• Do this: How many of the lines below contain the string "blurred"? Case counts. Reply with the number alone.

>> START Entries supplied

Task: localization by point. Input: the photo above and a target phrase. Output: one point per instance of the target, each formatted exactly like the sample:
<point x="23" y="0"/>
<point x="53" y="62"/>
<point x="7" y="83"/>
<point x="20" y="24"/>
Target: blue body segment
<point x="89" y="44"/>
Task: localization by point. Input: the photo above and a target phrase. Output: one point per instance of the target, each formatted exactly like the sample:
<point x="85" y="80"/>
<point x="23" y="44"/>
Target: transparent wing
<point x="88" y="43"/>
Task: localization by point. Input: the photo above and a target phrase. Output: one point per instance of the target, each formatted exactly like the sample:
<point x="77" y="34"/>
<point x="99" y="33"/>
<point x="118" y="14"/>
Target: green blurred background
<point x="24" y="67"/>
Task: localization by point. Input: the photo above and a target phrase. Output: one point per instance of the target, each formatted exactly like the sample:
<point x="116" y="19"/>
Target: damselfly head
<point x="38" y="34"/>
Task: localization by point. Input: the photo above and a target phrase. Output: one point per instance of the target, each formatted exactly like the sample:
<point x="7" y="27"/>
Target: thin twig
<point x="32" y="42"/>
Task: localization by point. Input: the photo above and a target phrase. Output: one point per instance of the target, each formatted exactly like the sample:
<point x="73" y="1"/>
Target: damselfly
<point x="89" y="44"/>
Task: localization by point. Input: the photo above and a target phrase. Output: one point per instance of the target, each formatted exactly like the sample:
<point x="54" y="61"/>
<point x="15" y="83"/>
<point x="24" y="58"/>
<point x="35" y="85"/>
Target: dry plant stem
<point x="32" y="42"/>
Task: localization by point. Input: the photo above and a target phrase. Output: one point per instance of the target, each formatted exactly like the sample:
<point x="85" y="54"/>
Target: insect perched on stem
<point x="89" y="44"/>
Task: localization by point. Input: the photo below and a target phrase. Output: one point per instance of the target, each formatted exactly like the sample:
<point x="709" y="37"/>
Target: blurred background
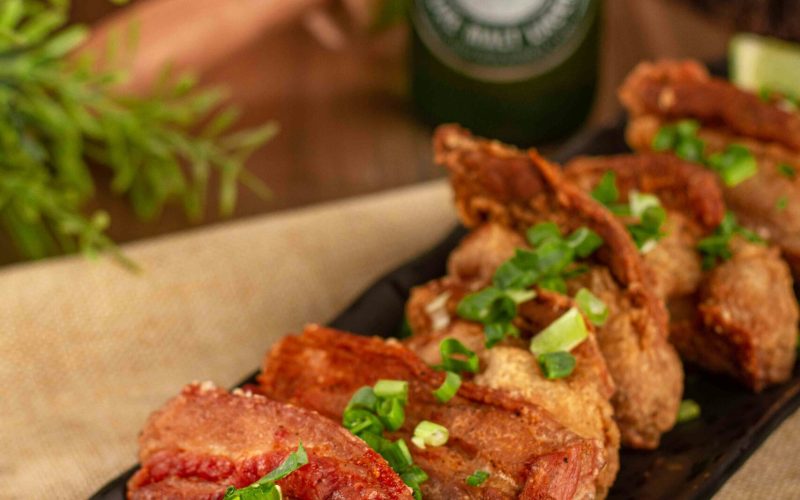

>> END Entries supplied

• Exercise solution: 2